- Given records
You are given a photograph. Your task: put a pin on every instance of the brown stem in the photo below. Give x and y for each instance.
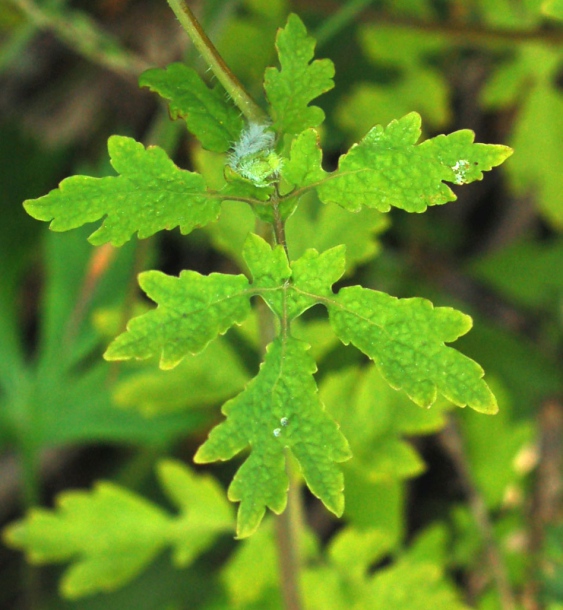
(288, 556)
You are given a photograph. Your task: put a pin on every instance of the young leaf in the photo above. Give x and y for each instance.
(303, 167)
(387, 168)
(209, 116)
(405, 338)
(299, 81)
(193, 309)
(279, 409)
(149, 195)
(111, 534)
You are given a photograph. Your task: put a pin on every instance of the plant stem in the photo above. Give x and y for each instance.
(287, 535)
(332, 25)
(452, 442)
(222, 72)
(279, 225)
(288, 523)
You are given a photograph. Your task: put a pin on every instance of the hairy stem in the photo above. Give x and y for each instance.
(288, 523)
(287, 536)
(279, 224)
(230, 82)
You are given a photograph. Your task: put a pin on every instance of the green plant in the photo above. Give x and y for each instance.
(270, 163)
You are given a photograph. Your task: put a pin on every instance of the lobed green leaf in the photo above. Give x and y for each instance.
(111, 534)
(209, 116)
(291, 88)
(192, 310)
(279, 410)
(150, 194)
(405, 338)
(387, 169)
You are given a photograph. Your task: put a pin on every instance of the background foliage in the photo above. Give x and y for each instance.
(461, 508)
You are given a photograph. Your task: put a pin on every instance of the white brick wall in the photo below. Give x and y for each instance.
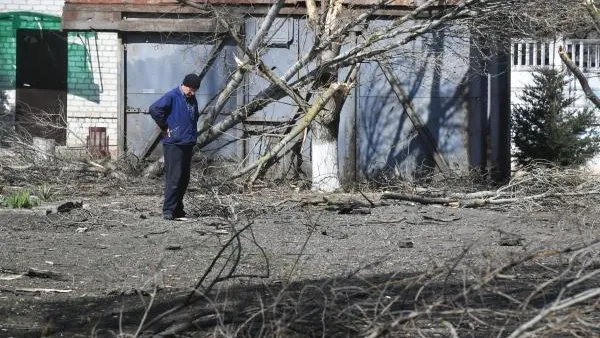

- What you need to do
Restate the data word for word while omitting each picture.

- Completed task
You are given a photograph. Your task: put a pin on every instance of the brown stem in the photo below. Give x and y for each instance.
(288, 556)
You are given a photograph. Your task: put a pin on every instance of the young leaf in the photo above. Give x and y for each instance.
(303, 167)
(387, 168)
(209, 116)
(405, 338)
(299, 81)
(193, 309)
(279, 409)
(149, 195)
(111, 534)
You are given a photograph. Your task: put a pin on every instance of the plant stem in the photo above. Give x and y for each instance.
(287, 535)
(332, 25)
(452, 442)
(222, 72)
(279, 225)
(288, 523)
You are given a photograph. Your task: put a pin on every instance of the hairy stem in the photo above. Give x and y for each instance.
(288, 523)
(287, 536)
(279, 224)
(230, 82)
You are given a photograph. Your task: put a pin on every instance of the green plant in the photo above. Give x and y for each instance.
(270, 163)
You are given a photograph. Your task: put a pin on every instance of the lobed green leaf in the photo above. Give x and y for each instance.
(111, 534)
(209, 116)
(291, 88)
(192, 310)
(279, 410)
(150, 194)
(405, 338)
(387, 169)
You are given a photograph. Your task: put a pin on every instance of the background foliage in the photo above. Give x and y for each instance.
(461, 508)
You are given a photograph. Your task: put a pin on every instance of the white brick wall in the photo below. Give x and y for each instance.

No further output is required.